◆ EXTRAIT DE TEXTE:
----
Qu'est-ce qu'on attend pour foutre le feu ?

Véritable mammouth du rock en live, on pensait qu’Arcade Fire capitaliserait sur son succès et sortirait un troisième album calibré pour leur démesure scénique. Or, "The Suburbs" est intimiste, cohérent et conceptuel. Un disque majeur, à réécouter avant leur concert à la Halle Tony Garnier. Christophe Chabert

Ceux qui ont assisté à un concert d’Arcade Fire lors de la tournée de Neon bible ou, plus chanceux encore, de Funeral, savent que le groupe a peu de concurrence niveau débauche d’énergie sur scène et capacité à faire entonner leurs hymnes par des publics en transe. On pourrait ergoter que leur musique y laisse quelques plumes, au bord de la cacophonie ou du brouillard sonique… Et les mélomanes exigeants pourront s’amuser à pister ce qui, dans les albums eux-mêmes, prépare l’auditeur à participer à la grand-messe. Arcade fire, groupe indé ayant réussi en un temps record à entrer dans la catégorie des groupes de stade façon U2 ou Muse, aurait pu se contenter de gérer cette popularité-là, faisant de chaque nouveau disque le prélude à un futur happening collectif débraillé et cathartique, ou en rajouter une couche dans le lyrisme rock incisif et électrique, avant de décupler le tout sur scène. Mais pour leur troisième album, le déjà sous-estimé The Suburbs, ils font tout l’inverse, au risque vérifié de dérouter leur public.
----
◆ MATÉRIEL RECUEILLI:
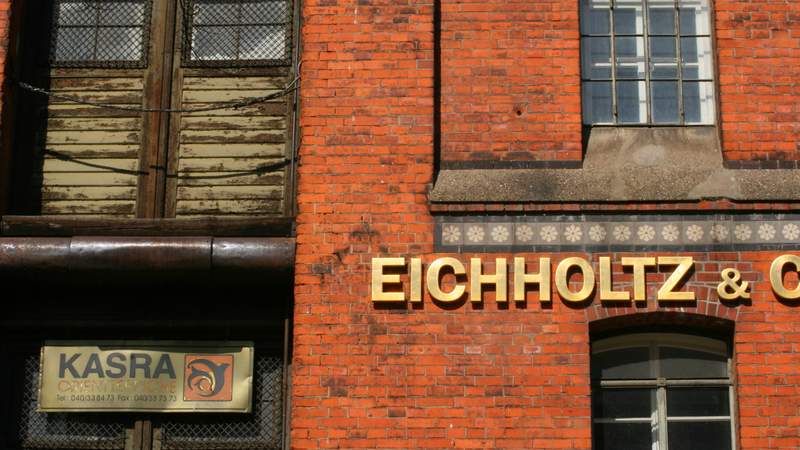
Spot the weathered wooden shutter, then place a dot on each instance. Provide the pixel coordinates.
(159, 55)
(230, 161)
(87, 157)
----
◆ CONSIGNE:
Indiquez les trois adjectifs qui qualifient l'album "The Suburbs" dans l'extrait de texte.

◆ RÉSULTAT:
Intimiste, cohérent et conceptuel.